## Exercise aim
Repeat word for word the stretch of rows from the line containing "For every instance of the grey" through the line containing "x=453 y=281", both included, and nothing else.

Location annotation dataset excerpts
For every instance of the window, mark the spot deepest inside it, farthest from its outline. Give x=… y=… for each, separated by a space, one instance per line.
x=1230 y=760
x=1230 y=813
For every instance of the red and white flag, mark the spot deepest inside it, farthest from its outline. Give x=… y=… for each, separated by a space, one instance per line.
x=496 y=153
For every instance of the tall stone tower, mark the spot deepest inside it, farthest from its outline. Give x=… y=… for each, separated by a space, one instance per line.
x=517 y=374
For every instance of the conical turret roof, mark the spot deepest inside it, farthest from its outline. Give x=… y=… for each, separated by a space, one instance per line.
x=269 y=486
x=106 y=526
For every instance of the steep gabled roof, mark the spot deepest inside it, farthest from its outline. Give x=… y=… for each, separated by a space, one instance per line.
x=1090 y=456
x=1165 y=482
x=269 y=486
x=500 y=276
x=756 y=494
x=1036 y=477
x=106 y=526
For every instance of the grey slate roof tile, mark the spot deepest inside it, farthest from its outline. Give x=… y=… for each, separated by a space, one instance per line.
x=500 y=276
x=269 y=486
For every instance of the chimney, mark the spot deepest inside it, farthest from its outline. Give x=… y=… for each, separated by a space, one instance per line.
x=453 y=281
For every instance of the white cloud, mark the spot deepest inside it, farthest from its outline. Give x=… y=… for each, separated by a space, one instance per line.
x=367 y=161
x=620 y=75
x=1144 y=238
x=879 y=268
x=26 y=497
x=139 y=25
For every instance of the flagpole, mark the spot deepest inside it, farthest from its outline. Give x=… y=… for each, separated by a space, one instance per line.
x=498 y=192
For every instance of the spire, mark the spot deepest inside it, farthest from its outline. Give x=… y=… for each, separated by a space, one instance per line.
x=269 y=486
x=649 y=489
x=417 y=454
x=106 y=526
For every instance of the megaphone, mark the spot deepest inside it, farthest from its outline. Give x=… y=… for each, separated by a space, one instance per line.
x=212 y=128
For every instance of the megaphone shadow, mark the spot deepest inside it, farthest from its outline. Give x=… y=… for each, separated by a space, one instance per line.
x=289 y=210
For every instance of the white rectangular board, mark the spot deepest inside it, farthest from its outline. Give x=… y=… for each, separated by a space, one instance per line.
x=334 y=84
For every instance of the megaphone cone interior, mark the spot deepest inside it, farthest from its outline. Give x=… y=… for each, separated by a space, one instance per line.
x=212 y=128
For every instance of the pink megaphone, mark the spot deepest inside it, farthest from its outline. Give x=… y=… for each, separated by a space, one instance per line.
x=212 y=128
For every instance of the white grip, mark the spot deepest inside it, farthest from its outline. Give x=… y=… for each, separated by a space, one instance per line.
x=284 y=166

...

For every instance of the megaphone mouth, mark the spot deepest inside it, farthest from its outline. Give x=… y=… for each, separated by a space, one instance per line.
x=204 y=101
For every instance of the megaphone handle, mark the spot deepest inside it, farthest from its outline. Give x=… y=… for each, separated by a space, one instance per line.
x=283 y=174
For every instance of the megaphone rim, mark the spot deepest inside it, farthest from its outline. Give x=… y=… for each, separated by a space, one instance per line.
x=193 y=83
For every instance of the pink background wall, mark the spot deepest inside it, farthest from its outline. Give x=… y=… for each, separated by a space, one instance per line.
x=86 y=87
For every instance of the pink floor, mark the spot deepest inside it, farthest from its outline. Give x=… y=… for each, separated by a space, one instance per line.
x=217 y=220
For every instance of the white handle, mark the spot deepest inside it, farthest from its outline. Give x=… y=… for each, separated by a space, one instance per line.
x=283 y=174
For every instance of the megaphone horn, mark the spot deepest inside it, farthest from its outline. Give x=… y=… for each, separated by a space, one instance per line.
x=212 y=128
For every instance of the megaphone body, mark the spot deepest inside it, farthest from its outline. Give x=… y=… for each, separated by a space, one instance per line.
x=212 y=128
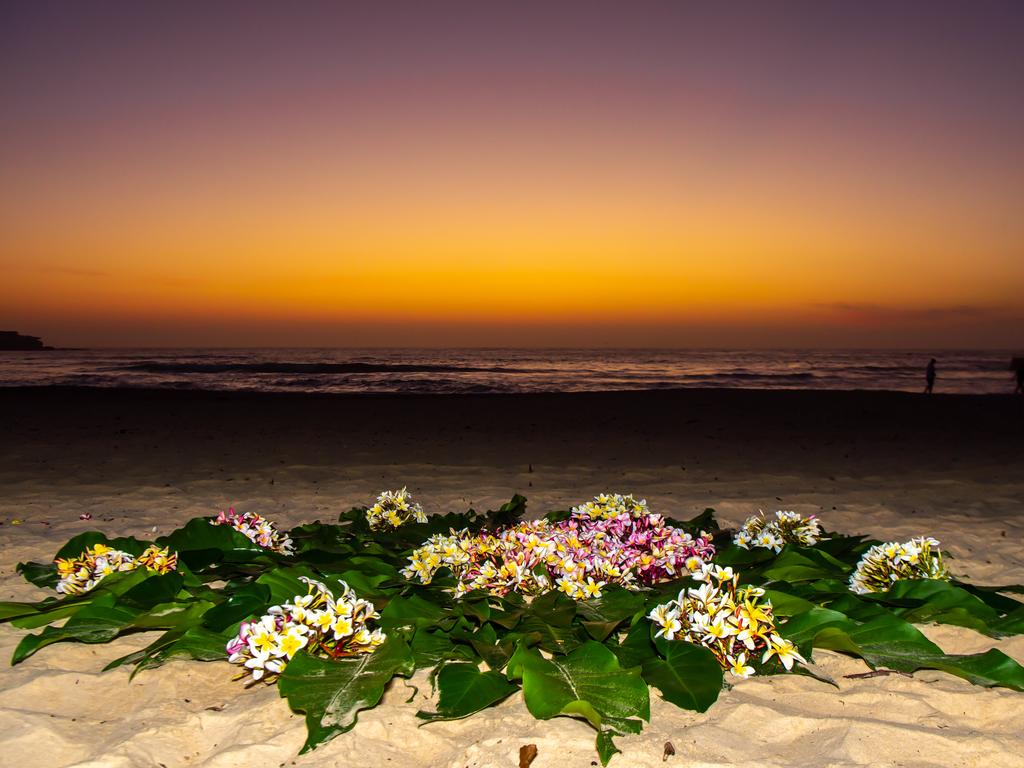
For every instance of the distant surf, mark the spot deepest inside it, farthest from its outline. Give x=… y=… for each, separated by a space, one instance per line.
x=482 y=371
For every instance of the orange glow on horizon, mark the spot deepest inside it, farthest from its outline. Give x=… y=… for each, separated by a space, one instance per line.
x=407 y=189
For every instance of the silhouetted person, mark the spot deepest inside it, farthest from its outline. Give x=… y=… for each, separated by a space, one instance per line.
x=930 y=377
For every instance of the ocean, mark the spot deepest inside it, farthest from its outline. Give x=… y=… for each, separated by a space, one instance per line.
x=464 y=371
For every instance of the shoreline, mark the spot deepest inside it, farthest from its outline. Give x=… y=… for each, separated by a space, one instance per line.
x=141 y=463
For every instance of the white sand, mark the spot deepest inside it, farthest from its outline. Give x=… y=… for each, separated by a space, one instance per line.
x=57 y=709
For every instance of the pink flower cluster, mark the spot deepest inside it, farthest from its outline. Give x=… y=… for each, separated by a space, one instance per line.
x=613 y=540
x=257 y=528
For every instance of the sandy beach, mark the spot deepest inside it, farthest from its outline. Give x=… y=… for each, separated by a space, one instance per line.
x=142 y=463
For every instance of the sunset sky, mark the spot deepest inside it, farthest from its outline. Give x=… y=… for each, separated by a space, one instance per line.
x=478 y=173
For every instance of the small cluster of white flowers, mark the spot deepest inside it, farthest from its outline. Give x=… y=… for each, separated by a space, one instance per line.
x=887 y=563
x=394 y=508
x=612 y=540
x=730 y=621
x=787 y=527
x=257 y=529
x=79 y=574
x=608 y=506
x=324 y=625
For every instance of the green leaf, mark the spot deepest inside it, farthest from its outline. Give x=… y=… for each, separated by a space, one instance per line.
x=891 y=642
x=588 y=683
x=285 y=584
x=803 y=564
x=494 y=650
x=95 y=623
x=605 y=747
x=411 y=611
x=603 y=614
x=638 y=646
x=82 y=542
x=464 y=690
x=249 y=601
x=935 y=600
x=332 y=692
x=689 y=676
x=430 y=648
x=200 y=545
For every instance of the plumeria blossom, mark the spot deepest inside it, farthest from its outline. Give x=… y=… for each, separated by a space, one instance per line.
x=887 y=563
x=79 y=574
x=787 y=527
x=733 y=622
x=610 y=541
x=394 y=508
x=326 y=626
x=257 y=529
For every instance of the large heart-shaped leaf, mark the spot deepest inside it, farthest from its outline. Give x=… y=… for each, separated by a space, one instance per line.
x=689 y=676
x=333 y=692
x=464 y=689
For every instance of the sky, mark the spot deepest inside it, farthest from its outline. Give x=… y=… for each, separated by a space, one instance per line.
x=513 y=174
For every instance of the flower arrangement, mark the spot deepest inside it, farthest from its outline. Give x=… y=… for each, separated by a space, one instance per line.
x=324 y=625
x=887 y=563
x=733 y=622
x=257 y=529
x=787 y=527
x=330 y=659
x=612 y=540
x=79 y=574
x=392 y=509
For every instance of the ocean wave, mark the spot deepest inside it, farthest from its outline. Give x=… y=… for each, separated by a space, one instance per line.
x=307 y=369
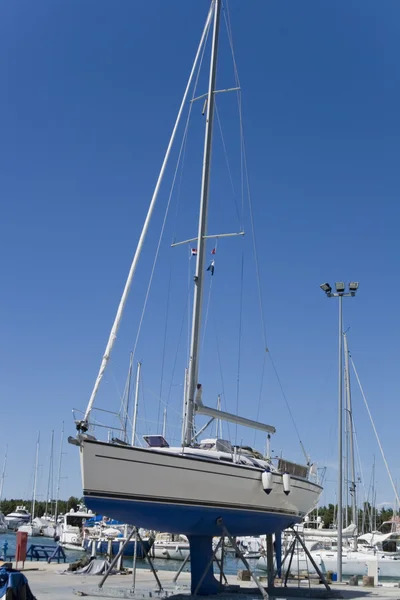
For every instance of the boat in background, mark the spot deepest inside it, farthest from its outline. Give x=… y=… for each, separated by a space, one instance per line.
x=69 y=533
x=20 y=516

## Answer to the task
For every instance of the grey slate roof tile, mark the spot deepest inside it, farthest from its outline. Give x=… y=… for each, separated by a space, one instance per line.
x=500 y=276
x=269 y=486
For every instance of the chimney, mark the spot deepest inside it, farthest from its outline. Give x=… y=… for each, separated by a space, one instance per line.
x=453 y=281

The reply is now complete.